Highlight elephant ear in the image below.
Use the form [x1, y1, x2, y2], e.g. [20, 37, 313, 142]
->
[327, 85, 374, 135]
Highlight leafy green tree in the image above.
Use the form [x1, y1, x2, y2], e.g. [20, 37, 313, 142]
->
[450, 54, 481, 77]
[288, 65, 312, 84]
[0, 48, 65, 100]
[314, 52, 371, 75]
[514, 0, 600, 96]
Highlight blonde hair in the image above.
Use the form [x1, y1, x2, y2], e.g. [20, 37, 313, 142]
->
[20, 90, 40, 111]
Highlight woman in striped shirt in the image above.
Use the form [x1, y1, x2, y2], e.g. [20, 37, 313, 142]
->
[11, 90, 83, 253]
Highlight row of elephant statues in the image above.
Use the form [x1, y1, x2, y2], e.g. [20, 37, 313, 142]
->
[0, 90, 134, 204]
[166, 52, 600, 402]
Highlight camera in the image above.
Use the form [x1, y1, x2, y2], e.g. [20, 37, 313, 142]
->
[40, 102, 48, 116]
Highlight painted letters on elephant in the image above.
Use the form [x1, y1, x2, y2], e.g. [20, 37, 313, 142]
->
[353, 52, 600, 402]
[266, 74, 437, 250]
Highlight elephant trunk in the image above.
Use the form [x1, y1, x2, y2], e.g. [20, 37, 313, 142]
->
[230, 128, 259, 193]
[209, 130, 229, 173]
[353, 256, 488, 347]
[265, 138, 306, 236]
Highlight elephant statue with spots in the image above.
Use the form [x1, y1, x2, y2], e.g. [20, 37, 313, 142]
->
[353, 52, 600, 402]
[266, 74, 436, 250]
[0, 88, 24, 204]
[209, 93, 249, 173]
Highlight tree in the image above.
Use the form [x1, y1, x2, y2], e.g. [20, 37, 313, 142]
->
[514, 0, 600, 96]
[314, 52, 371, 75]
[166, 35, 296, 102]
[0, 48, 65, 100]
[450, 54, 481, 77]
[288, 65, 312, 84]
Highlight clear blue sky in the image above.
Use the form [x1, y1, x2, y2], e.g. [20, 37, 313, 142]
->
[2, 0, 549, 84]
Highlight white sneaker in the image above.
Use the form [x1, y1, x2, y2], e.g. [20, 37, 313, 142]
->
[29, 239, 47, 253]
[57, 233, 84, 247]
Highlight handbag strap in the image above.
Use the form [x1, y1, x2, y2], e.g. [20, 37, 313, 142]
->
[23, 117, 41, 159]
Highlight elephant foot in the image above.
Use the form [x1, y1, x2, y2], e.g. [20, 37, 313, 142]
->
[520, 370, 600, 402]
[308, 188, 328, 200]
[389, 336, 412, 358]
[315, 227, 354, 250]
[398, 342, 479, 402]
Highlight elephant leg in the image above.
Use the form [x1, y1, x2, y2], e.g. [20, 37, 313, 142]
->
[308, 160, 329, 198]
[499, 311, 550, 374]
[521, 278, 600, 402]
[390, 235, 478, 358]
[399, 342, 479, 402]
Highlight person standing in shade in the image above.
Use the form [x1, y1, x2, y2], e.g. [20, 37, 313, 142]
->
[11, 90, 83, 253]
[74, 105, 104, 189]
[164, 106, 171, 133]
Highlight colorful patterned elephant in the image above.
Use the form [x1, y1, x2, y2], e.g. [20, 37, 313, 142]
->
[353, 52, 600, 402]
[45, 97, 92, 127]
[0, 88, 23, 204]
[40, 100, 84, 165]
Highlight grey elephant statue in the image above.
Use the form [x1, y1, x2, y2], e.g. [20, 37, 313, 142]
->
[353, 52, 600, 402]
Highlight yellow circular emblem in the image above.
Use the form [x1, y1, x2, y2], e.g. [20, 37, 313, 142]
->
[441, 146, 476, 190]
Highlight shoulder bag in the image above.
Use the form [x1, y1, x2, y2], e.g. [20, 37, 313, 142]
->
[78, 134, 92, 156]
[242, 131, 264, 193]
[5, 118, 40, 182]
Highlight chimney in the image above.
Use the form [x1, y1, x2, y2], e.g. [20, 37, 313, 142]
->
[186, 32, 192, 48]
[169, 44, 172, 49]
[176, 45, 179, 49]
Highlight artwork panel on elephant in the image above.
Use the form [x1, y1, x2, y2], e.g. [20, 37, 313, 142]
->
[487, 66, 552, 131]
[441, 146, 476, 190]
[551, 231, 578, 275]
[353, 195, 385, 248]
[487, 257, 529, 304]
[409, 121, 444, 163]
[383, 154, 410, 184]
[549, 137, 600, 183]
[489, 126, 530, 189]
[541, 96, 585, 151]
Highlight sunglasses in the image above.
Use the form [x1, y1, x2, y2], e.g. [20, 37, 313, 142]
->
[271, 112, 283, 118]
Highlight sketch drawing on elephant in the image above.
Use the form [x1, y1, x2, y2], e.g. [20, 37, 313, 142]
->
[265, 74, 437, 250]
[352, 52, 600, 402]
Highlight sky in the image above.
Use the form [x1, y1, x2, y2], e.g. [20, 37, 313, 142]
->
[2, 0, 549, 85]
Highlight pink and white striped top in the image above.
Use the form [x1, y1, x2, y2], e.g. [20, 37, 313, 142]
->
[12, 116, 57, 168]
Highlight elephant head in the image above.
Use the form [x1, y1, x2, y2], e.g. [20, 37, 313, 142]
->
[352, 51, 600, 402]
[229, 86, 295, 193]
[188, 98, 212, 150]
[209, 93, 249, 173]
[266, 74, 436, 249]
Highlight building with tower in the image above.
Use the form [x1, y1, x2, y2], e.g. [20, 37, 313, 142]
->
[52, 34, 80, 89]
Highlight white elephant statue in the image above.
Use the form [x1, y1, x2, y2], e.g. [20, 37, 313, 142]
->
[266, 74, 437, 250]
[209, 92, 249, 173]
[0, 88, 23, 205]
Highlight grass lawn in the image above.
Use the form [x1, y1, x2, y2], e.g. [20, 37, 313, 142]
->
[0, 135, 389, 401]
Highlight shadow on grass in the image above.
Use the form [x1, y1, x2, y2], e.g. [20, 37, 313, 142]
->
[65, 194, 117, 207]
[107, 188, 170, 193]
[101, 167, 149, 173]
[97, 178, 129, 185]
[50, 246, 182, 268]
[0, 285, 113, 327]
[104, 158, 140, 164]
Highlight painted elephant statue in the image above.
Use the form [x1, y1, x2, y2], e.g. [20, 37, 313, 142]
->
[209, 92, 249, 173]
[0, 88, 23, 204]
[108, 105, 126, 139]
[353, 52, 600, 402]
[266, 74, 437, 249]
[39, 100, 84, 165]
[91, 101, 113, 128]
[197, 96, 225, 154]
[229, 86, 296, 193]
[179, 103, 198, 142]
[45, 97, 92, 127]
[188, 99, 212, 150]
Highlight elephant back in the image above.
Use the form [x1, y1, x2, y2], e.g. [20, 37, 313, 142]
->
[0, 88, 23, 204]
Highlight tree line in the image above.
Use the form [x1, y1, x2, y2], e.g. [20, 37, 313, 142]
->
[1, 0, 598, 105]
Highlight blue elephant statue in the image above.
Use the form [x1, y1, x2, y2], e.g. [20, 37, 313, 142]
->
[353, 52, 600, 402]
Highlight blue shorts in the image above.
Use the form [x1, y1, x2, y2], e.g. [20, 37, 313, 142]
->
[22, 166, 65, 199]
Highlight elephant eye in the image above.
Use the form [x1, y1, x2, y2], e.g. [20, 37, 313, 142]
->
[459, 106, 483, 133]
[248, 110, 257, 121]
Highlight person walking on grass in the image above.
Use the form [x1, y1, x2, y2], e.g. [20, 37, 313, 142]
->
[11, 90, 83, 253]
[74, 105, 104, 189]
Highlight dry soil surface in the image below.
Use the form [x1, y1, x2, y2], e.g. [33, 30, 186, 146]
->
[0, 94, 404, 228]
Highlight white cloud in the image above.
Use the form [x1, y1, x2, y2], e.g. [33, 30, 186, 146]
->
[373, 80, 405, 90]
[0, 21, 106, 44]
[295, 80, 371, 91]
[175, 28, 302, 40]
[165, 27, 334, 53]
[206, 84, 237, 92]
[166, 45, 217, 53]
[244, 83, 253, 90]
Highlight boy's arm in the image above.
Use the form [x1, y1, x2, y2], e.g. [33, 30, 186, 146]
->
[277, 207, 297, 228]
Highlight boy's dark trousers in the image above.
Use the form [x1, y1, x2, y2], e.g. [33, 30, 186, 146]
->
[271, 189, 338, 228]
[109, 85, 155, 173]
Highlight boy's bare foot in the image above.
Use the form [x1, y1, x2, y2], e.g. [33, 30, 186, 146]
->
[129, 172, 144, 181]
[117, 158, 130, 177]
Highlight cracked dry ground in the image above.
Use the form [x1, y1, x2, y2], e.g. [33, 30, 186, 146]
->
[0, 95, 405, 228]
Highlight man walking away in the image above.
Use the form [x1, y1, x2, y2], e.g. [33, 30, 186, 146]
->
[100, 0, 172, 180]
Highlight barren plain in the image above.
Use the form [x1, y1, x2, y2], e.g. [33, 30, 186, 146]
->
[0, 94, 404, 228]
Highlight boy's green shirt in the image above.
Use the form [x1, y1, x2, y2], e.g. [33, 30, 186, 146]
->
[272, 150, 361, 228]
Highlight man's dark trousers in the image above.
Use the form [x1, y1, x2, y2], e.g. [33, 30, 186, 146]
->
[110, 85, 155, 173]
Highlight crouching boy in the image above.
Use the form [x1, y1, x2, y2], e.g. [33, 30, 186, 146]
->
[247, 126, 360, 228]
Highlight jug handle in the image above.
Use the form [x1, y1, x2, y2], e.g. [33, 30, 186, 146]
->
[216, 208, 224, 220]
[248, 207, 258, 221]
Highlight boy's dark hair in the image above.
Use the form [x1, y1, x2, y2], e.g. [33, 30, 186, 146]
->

======

▸ WHAT YOU SHOULD DO
Reproduce each line above that contains "below".

▸ COMPLETED EXERCISE
Highlight elephant ear in the image below.
Highlight dry soil surface in the image below.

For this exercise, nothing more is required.